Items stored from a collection
--- START ---

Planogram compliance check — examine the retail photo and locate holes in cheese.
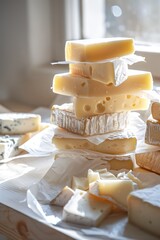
[53,70,153,97]
[65,38,135,62]
[73,94,150,119]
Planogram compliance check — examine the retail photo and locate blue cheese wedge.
[51,103,129,136]
[128,185,160,237]
[0,113,41,135]
[0,134,29,160]
[63,190,112,227]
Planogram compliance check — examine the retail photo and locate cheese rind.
[0,113,41,134]
[0,134,29,160]
[62,190,111,226]
[145,118,160,146]
[52,131,137,154]
[128,185,160,237]
[73,94,150,119]
[52,70,153,97]
[97,179,134,209]
[136,151,160,174]
[65,38,135,62]
[151,102,160,122]
[51,103,129,136]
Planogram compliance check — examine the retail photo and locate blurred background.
[0,0,160,109]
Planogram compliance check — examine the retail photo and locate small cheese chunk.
[52,70,153,97]
[128,185,160,237]
[0,113,41,134]
[51,103,129,136]
[50,186,74,207]
[98,179,134,209]
[73,94,150,119]
[71,176,89,191]
[65,38,135,62]
[63,190,111,227]
[69,58,128,86]
[136,151,160,174]
[151,102,160,122]
[52,131,137,154]
[0,134,29,160]
[145,118,160,146]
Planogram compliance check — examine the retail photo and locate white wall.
[0,0,68,106]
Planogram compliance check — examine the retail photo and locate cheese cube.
[97,179,134,209]
[0,113,41,134]
[151,102,160,122]
[52,70,153,97]
[52,131,137,154]
[50,186,74,207]
[128,185,160,237]
[71,176,89,191]
[62,190,111,227]
[73,94,150,119]
[0,134,29,160]
[145,118,160,146]
[51,103,130,136]
[136,151,160,174]
[65,38,135,62]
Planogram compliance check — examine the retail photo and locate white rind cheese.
[0,134,29,160]
[63,190,111,227]
[51,103,129,136]
[128,185,160,237]
[136,151,160,174]
[50,186,74,207]
[0,113,41,135]
[145,119,160,146]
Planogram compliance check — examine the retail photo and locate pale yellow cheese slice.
[52,131,137,154]
[65,38,135,62]
[128,185,160,237]
[50,103,130,136]
[53,70,153,97]
[136,151,160,174]
[151,102,160,122]
[73,94,150,119]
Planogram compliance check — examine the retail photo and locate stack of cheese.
[136,102,160,174]
[51,38,153,169]
[0,113,41,160]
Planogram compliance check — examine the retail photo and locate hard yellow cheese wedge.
[53,70,153,97]
[73,94,150,119]
[65,38,135,62]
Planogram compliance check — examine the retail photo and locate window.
[82,0,160,78]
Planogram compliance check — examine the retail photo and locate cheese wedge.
[73,94,150,119]
[50,103,129,136]
[128,185,160,237]
[0,113,41,135]
[136,151,160,174]
[52,131,137,154]
[65,38,135,62]
[62,190,111,227]
[50,186,74,207]
[0,134,29,160]
[69,58,128,86]
[145,118,160,146]
[151,102,160,122]
[52,70,153,97]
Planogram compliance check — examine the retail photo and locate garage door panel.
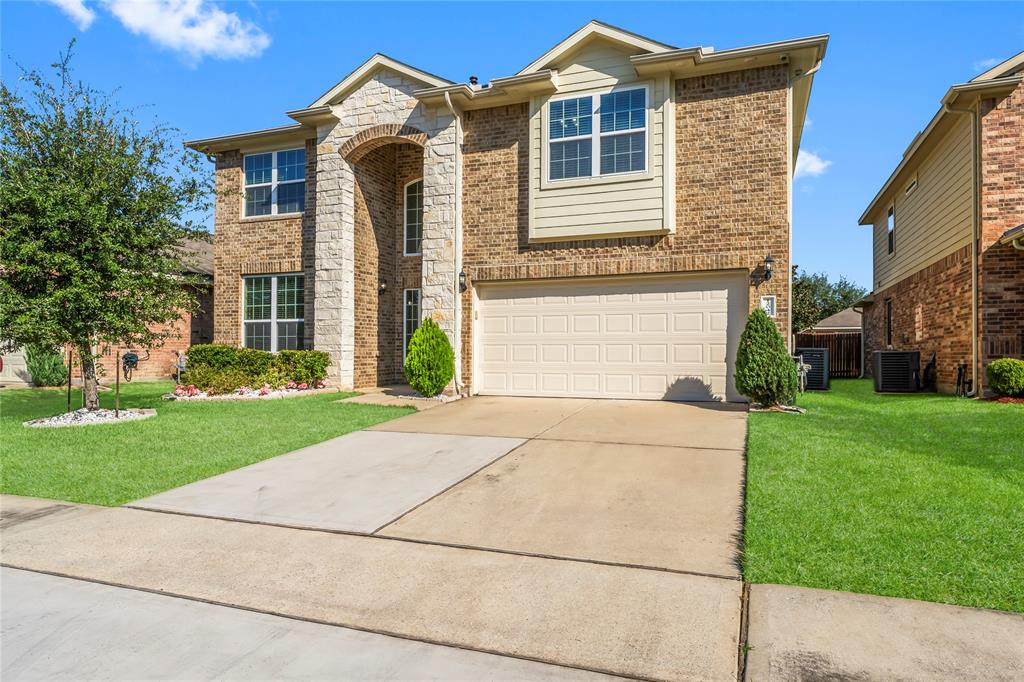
[476,275,746,400]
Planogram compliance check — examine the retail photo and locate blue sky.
[0,0,1024,288]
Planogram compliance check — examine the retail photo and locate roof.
[858,52,1024,225]
[178,240,213,276]
[810,306,860,332]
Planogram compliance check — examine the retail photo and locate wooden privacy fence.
[797,332,862,379]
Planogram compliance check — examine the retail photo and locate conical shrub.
[406,317,455,396]
[735,308,799,407]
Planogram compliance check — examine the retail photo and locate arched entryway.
[340,125,426,387]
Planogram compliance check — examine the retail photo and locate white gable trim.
[516,22,675,76]
[308,52,452,109]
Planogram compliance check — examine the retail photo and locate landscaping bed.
[0,382,413,506]
[743,380,1024,611]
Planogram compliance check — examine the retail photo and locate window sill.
[239,212,305,222]
[541,170,654,189]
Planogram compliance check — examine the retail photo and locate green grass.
[0,382,411,506]
[743,380,1024,611]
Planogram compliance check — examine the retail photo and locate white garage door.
[475,276,746,400]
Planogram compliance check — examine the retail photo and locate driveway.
[0,397,745,680]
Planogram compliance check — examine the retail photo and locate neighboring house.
[801,307,860,334]
[860,52,1024,391]
[88,240,213,383]
[188,22,827,399]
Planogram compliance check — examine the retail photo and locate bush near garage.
[985,357,1024,396]
[181,343,331,394]
[404,317,455,397]
[735,308,799,408]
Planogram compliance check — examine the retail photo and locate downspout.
[785,59,821,353]
[444,91,465,395]
[942,97,981,397]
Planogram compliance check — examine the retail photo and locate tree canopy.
[793,265,867,334]
[0,43,211,408]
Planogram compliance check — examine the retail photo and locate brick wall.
[353,144,423,387]
[863,246,971,393]
[213,139,316,347]
[979,85,1024,384]
[462,66,790,382]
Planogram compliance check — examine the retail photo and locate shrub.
[25,344,68,386]
[985,357,1024,395]
[181,343,331,392]
[406,317,455,396]
[735,308,799,407]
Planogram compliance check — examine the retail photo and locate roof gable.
[309,52,452,109]
[516,20,675,76]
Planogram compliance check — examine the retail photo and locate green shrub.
[985,357,1024,395]
[735,308,799,407]
[181,343,331,392]
[406,317,455,396]
[25,344,68,386]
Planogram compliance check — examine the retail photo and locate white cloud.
[794,150,831,177]
[971,57,999,71]
[48,0,96,31]
[101,0,270,63]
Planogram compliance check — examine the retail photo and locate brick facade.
[462,67,790,383]
[863,246,971,393]
[864,86,1024,394]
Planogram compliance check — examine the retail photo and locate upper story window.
[242,274,305,352]
[243,148,306,217]
[548,88,647,180]
[886,206,896,253]
[402,180,423,256]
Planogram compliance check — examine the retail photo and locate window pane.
[245,323,270,350]
[278,150,306,182]
[245,152,273,184]
[401,289,420,356]
[601,133,645,175]
[278,274,305,319]
[549,97,594,139]
[278,182,306,213]
[245,278,271,319]
[601,88,647,132]
[551,139,592,180]
[406,180,423,254]
[246,185,271,215]
[278,322,305,350]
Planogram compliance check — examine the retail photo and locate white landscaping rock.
[23,408,157,427]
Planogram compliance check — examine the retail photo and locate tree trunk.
[78,343,99,410]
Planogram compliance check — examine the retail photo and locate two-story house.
[188,22,827,399]
[860,52,1024,394]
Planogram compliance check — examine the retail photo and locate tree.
[735,308,800,408]
[0,46,210,410]
[793,265,867,333]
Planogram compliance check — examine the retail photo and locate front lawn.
[743,380,1024,611]
[0,382,411,505]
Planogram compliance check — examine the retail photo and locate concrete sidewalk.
[0,493,741,680]
[0,568,616,682]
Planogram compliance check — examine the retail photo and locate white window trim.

--- END ---

§ **Aim of the exercise**: Reproduce all of the records above line for line without changes, but omit the pictures.

§ **Expected answer**:
Planogram compliance check — examine the retail photo and locate holes in cheese.
[53,70,153,97]
[65,38,135,62]
[73,94,150,119]
Planogram compliance check — examine the retail photo and locate blue cheese wedge.
[51,103,129,136]
[128,185,160,237]
[0,113,41,135]
[0,134,29,160]
[63,190,112,227]
Planogram compliance check — examine the retail photo and locate cheese rind.
[0,113,41,134]
[0,134,29,160]
[62,190,111,226]
[145,118,160,146]
[52,131,137,154]
[128,185,160,237]
[73,94,150,119]
[52,70,153,97]
[97,179,134,209]
[136,151,160,174]
[65,38,135,62]
[151,102,160,122]
[51,103,129,136]
Planogram compliance check — examine the retail photo and locate blurred background.
[0,0,160,109]
Planogram compliance check — examine the retail photo and locate small cheese chunk.
[52,70,153,97]
[128,185,160,237]
[0,113,41,134]
[51,103,129,136]
[50,186,74,207]
[98,179,134,209]
[73,94,150,119]
[71,176,89,191]
[65,38,135,62]
[63,190,111,227]
[69,58,128,86]
[136,151,160,174]
[151,102,160,122]
[52,131,137,154]
[0,134,29,160]
[145,118,160,146]
Planogram compliance check — examine the retail photo and locate white wall.
[0,0,68,106]
Planogram compliance check — examine the retail photo and locate cheese cube.
[97,179,134,209]
[0,113,41,134]
[151,102,160,122]
[52,70,153,97]
[52,131,137,154]
[50,186,74,207]
[128,185,160,237]
[71,176,89,191]
[62,190,111,227]
[73,94,150,119]
[0,134,29,160]
[145,118,160,146]
[51,103,130,136]
[136,151,160,174]
[65,38,135,62]
Planogram compliance check — examine the retail photo and locate white rind cheese.
[0,134,29,160]
[63,190,111,227]
[51,103,129,136]
[128,185,160,237]
[136,151,160,174]
[50,186,74,207]
[0,113,41,135]
[145,119,160,146]
Planogram compliance check — examine the retail photo and locate pale yellow cheese slice.
[52,131,137,154]
[65,38,135,62]
[128,185,160,237]
[50,103,130,136]
[53,70,153,97]
[136,151,160,174]
[151,102,160,122]
[73,94,150,119]
Planogram compliance check — examine the retail photo and locate stack of cheese.
[136,102,160,174]
[51,38,153,169]
[0,113,41,160]
Planogram compliance check — examine the retail photo and locate hard yellow cheese wedge.
[53,70,153,97]
[73,94,150,119]
[65,38,135,62]
Planogram compliance check — examine the retail photo and locate window.
[82,0,160,78]
Planogram compliance check — examine the retail photo and locate cheese wedge.
[73,94,150,119]
[50,103,129,136]
[128,185,160,237]
[0,113,41,135]
[136,151,160,174]
[52,131,137,154]
[65,38,135,62]
[62,190,111,227]
[50,186,74,207]
[0,134,29,160]
[69,58,128,86]
[145,118,160,146]
[151,102,160,122]
[52,70,153,97]
Planogram compliance check — examine the retail photo and locate garage door panel.
[476,275,746,400]
Planogram compliance check — examine the retail photo and locate blue sky.
[0,0,1024,288]
Planogram compliance check — examine the retail photo and locate roof.
[858,52,1024,225]
[178,240,213,276]
[810,306,860,332]
Planogram compliance check — examine the retail photo and locate wooden privacy fence.
[797,332,862,379]
Planogram compliance check — examine the retail photo and locate conical shrub.
[406,317,455,396]
[735,308,799,407]
Planogram compliance check — examine the retail photo and locate arched entryway.
[340,125,426,387]
Planogram compliance check — examine the retail photo and locate white gable trim.
[516,22,675,76]
[308,52,452,109]
Planogram compliance check — examine the retail photo and locate landscaping bed.
[0,382,413,506]
[743,380,1024,611]
Planogram compliance check — examine the retail photo and locate window sill.
[239,212,305,222]
[541,170,654,189]
Planogram compliance check — examine the retail photo and locate green grass.
[0,382,411,506]
[743,380,1024,611]
Planogram compliance check — examine the retail photo and locate white garage door.
[475,276,746,400]
Planogram compliance check — examine the retail photo and locate driveway.
[0,397,745,680]
Planogram compliance check — examine the retail photo and locate neighboring house.
[801,307,860,334]
[860,52,1024,391]
[88,240,213,383]
[188,22,827,399]
Planogram compliance check — examine the retail photo and locate bush near garage.
[985,357,1024,396]
[181,343,331,394]
[404,317,455,397]
[735,308,799,408]
Planogram compliance check — examine the retail photo and locate downspout.
[785,59,821,353]
[444,91,465,395]
[942,97,981,397]
Planogram compliance check — examine the retail photo and locate tree canopy.
[793,265,867,334]
[0,43,211,408]
Planogram compliance check — examine the retail photo and locate brick wall.
[353,144,423,387]
[863,246,971,393]
[213,139,316,347]
[979,85,1024,384]
[462,66,790,382]
Planogram compliance check — examine the retail photo and locate shrub.
[25,344,68,386]
[985,357,1024,395]
[181,343,331,392]
[406,317,455,396]
[735,308,799,407]
Planogram compliance check — examine the retail photo and locate roof gable.
[309,52,452,109]
[516,20,675,76]
Planogram compliance check — examine the retail photo and locate green shrub.
[985,357,1024,395]
[735,308,799,407]
[181,343,331,392]
[406,317,455,396]
[25,344,68,386]
Planogram compliance check — examine the retail photo and locate white cloud.
[794,150,831,177]
[971,57,999,71]
[48,0,96,31]
[101,0,270,63]
Planogram compliance check — examine the retail photo and locate brick facade.
[462,67,790,383]
[863,246,971,393]
[864,86,1024,394]
Planogram compliance check — examine the retail photo and locate upper story window.
[242,274,305,352]
[243,148,306,217]
[548,88,647,180]
[886,206,896,253]
[402,180,423,256]
Planogram compliance check — examine the retail photo and locate window pane.
[245,323,270,350]
[278,150,306,182]
[245,152,273,184]
[401,289,420,356]
[601,133,645,175]
[278,274,305,319]
[549,97,594,139]
[278,182,306,213]
[245,278,271,319]
[601,88,647,132]
[551,139,592,180]
[406,180,423,254]
[246,185,271,215]
[278,322,305,350]
Planogram compliance check — examine the retail photo and locate white landscaping rock.
[23,408,157,427]
Planogram compliance check — examine the retail photo and locate tree trunk.
[78,343,99,410]
Planogram compliance check — examine the retail photo and locate two-story house.
[188,22,827,399]
[860,52,1024,394]
Planogram compliance check — examine the retail photo and locate tree.
[735,308,800,408]
[0,46,210,410]
[793,265,867,333]
Planogram compliance check — examine the retail photo and locate front lawn.
[743,380,1024,611]
[0,382,411,505]
Planogram compliance check — examine the retail photo and locate concrete sidewalk.
[0,493,741,680]
[0,568,616,682]
Planogram compliance check — examine the retail photo and locate white window trim.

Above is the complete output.